* Problem to solve
In the data below, take the part that opens with the line containing "Question. Spot each instance of the large" and runs through the end of the data. Reproduce only that part, swapping "drainpipe" for "downspout" and leaving everything else unchanged.

* Listed records

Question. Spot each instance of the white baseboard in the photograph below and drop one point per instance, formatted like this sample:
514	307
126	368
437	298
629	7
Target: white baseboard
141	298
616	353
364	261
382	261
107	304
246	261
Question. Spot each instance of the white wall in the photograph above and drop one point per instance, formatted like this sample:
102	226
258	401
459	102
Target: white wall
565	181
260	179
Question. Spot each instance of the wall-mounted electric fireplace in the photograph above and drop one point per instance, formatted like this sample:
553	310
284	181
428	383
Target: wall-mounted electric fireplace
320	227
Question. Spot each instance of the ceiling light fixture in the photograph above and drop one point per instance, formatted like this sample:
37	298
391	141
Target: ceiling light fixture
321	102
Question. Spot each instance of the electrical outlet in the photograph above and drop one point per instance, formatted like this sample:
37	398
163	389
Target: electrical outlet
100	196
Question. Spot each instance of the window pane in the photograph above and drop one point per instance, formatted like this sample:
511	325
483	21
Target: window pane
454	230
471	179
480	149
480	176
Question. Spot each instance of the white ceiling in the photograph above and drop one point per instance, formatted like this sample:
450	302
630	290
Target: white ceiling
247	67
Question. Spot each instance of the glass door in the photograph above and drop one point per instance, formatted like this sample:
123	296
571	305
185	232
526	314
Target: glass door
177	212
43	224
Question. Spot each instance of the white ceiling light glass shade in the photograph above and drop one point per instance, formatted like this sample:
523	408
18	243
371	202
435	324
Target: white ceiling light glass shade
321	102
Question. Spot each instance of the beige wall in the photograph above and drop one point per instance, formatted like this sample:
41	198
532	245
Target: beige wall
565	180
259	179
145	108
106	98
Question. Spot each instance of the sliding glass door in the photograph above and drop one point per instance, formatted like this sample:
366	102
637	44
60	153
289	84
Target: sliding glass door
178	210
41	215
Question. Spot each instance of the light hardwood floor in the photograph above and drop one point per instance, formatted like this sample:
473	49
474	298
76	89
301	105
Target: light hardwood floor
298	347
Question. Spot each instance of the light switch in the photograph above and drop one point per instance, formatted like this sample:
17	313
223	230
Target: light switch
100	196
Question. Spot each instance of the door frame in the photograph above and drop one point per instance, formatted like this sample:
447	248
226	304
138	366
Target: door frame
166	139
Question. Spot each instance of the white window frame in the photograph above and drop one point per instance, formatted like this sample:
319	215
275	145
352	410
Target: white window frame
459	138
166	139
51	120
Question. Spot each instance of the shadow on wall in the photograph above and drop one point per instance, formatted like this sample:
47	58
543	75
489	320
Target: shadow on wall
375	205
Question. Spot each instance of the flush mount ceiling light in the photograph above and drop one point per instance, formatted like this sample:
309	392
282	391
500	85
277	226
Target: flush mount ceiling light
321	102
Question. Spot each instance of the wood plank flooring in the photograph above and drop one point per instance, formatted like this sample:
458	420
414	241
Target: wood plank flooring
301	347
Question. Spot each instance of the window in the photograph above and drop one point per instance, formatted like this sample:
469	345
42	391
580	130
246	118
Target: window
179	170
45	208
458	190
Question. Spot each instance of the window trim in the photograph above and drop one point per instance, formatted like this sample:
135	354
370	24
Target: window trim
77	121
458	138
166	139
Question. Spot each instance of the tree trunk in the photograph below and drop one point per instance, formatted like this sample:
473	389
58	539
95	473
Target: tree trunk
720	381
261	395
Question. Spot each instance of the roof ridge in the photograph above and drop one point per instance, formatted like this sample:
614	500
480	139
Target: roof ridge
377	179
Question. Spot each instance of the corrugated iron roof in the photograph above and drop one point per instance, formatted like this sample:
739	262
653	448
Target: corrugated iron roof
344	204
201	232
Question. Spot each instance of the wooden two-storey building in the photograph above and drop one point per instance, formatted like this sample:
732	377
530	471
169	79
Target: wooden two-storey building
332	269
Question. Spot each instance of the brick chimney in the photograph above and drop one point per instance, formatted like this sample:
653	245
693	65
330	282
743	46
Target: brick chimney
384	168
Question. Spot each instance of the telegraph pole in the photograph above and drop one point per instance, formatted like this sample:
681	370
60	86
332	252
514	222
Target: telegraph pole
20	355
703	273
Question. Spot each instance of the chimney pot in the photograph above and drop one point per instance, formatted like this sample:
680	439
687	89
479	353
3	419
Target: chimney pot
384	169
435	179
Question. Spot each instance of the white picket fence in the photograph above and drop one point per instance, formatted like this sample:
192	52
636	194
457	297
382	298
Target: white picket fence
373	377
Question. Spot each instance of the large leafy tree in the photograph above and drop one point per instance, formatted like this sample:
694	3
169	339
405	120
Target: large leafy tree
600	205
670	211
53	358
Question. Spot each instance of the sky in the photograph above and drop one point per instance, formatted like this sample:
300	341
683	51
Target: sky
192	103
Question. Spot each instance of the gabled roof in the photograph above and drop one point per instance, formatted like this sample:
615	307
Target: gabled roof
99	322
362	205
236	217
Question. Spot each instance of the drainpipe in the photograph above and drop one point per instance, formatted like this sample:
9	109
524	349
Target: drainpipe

* Completed task
Question. Spot each instance of the large leafy tree in the photograph above and drop one point per instance, formatted like this sample:
694	3
169	339
405	120
Target: large leafy tree
600	205
670	211
53	358
Question. Spot each instance of the sky in the photograph above and drop one point per instance, formatted like this sample:
300	341
683	51
Target: sky
192	103
Question. Spot each instance of the gabled roof in the photograph above and drop one point per instance, formatted like this sample:
615	307
Target: gabled roof
99	322
362	205
236	217
Question. Spot each instance of the downspout in the photograph above and drop one point per instance, formatted like this sample:
9	109
524	349
Target: downspout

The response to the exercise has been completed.